## Work required
Word for word, copy the listing below and leave out its images.

## Material supplied
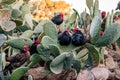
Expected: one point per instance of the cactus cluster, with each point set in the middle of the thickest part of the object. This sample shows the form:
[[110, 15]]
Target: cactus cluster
[[78, 43]]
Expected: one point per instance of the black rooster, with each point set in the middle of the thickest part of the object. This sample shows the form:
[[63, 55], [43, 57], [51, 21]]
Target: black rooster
[[33, 47], [78, 38], [64, 38], [58, 19], [103, 14]]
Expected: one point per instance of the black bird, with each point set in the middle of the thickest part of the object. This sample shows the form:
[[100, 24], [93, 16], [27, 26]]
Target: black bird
[[78, 38], [103, 14], [118, 6], [33, 47], [64, 38], [58, 19]]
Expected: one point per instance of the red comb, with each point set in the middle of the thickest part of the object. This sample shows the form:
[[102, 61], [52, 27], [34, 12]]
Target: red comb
[[101, 33]]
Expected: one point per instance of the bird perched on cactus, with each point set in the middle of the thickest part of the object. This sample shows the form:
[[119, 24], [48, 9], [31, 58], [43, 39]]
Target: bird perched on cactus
[[118, 6], [58, 19], [103, 14], [78, 38], [64, 38]]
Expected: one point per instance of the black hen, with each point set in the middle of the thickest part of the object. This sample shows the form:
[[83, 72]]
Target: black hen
[[78, 38], [33, 47], [58, 19], [118, 6], [64, 38], [103, 14]]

## Answer to this exercise
Expected: one point per instance of the cactus cluster, with each point set in the middle of the thickest part of the object. This sample shows the form:
[[110, 15]]
Target: cactus cluster
[[78, 43]]
Expected: one point per instance of the black rooster, with each point set in the middle of the thickest part of the object. This sample shows the form:
[[63, 55], [43, 57], [51, 21]]
Target: black rooster
[[33, 47], [78, 38], [64, 38], [58, 19], [103, 14]]
Expected: one point per instance of the black bird, with each point set in the middle of the thickest part of the object. This sample shows the form:
[[100, 24], [93, 16], [27, 26]]
Target: black bird
[[78, 38], [103, 14], [118, 6], [33, 47], [64, 38], [58, 19]]
Expected: one point per instance of the red comb, with each point set in the middle of the thickest part of the object. This sample shows the form:
[[102, 61], [52, 27], [34, 12]]
Target: red comb
[[101, 33]]
Expected: one point per instance of the bird perched on cactus, with each point set in the middle of the thickest part of the object. This sample shows the form:
[[119, 24], [48, 9], [31, 58], [43, 39]]
Target: bird perched on cactus
[[118, 6], [58, 19], [103, 14], [78, 38], [64, 38]]
Expected: one point per instance of the black hen, with each point set in the middle of the thickest part of the object. This sample shows the form:
[[83, 72]]
Target: black hen
[[78, 38], [33, 47], [58, 19], [118, 6], [64, 38], [103, 14]]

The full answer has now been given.